§ **YOUR OBJECTIVE**: Reproduce the lines that follow exactly, all of them in the same order.

§ **DATA SECTION**:
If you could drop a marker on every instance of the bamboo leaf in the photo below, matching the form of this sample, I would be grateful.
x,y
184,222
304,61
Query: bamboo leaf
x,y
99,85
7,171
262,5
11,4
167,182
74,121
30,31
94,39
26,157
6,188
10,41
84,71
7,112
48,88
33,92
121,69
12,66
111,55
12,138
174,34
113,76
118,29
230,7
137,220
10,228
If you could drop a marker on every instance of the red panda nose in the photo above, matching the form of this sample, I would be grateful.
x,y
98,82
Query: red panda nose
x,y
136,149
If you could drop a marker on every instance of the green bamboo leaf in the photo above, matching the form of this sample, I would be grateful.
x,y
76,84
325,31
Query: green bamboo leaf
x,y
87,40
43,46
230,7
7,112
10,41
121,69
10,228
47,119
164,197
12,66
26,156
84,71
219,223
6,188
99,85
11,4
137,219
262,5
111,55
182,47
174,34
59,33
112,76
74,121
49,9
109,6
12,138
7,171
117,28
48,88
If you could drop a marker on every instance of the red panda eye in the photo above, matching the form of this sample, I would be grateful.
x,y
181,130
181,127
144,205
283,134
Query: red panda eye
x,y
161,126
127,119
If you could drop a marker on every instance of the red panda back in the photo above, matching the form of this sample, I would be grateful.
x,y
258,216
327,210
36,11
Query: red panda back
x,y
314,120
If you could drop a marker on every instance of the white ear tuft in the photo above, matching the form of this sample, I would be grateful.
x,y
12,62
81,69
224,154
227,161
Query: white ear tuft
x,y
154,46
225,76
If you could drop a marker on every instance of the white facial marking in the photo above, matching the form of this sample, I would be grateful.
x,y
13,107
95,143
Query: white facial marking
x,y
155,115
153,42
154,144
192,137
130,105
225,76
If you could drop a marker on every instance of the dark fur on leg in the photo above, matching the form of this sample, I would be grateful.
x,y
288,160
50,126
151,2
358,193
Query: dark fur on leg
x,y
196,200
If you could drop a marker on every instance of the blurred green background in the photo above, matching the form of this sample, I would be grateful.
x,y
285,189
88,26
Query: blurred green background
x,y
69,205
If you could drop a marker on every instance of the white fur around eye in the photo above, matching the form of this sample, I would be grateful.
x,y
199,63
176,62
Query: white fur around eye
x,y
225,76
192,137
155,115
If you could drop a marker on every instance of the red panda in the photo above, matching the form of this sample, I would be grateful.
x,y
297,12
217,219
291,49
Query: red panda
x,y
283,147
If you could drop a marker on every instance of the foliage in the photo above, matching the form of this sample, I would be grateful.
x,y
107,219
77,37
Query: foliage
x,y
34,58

§ **TASK ANSWER**:
If you could drop a marker on every instance of the bamboo leaf in the photo below, matching the form of this sample, I would be grateful.
x,y
184,222
304,61
Query: bamboo leaf
x,y
99,85
7,171
262,5
11,4
167,182
74,121
30,31
94,39
26,157
6,188
10,41
84,71
7,112
48,88
33,92
121,69
12,66
111,55
12,138
174,34
113,76
118,29
230,7
137,220
10,228
If you could drop a marker on every instance of the red panda nose in the photo above, matching the form of this sample, I would be grateful.
x,y
98,82
Query: red panda nose
x,y
136,149
If you could drop a marker on every instance of the green bamboo leaf in the photo above, matching the form of this sample, I would be grateful.
x,y
76,84
325,31
Query: green bamboo leaf
x,y
87,40
43,46
230,7
7,112
10,41
121,69
10,228
47,119
164,197
12,66
26,156
84,71
219,223
6,188
99,85
11,4
137,219
262,5
111,55
182,47
174,34
59,33
112,76
74,121
49,9
109,6
12,138
7,171
117,28
48,88
If you could drop a marker on every instance of the red panda eye in the photo above, matching the form of this sample, I would be grateful.
x,y
181,130
181,127
144,205
283,134
Query: red panda eye
x,y
161,126
127,119
If you could drop a marker on every instance of the red panda back in the photo above, matching the form of this sample, I would be grateful.
x,y
258,216
327,210
36,11
Query: red panda back
x,y
314,120
If you could drop a marker on every instance of the white ear tuft in the photo above, matching the form of this sample, I would be grateful.
x,y
12,62
81,69
224,154
227,161
Query: white ear tuft
x,y
154,46
225,76
If you could drop a marker on every instance of the white facial marking in the photo above, matching the form of this sample, I would be grateful.
x,y
13,107
95,143
Query: white facial marking
x,y
155,115
153,42
154,144
192,137
130,105
225,76
If you could drop a marker on every instance of the dark fur on leg in the photo above, matching the form of this sample, I would be grateful.
x,y
288,160
50,126
151,2
358,193
Query: dark fur on leg
x,y
196,200
If you could drop a marker on every instance of the blurred green background in the photo above, matching the form of this sample, I would be grateful.
x,y
285,189
88,26
Query: blurred green background
x,y
69,205
If you could drop a marker on every instance of the white fur around eye in the photo above, matching the form of this sample, I would be grateful.
x,y
199,63
176,62
Query: white fur around eye
x,y
225,76
192,137
155,115
If you could drop a marker on every instance of the red panda in the photo above, matching the form of this sample, I would be grateful.
x,y
297,12
217,219
291,49
Query: red panda
x,y
283,147
If you could drop a marker on every instance of the foliage in the photo above, matching the form of this sample, I would be grateful.
x,y
107,219
77,37
Query: foliage
x,y
34,58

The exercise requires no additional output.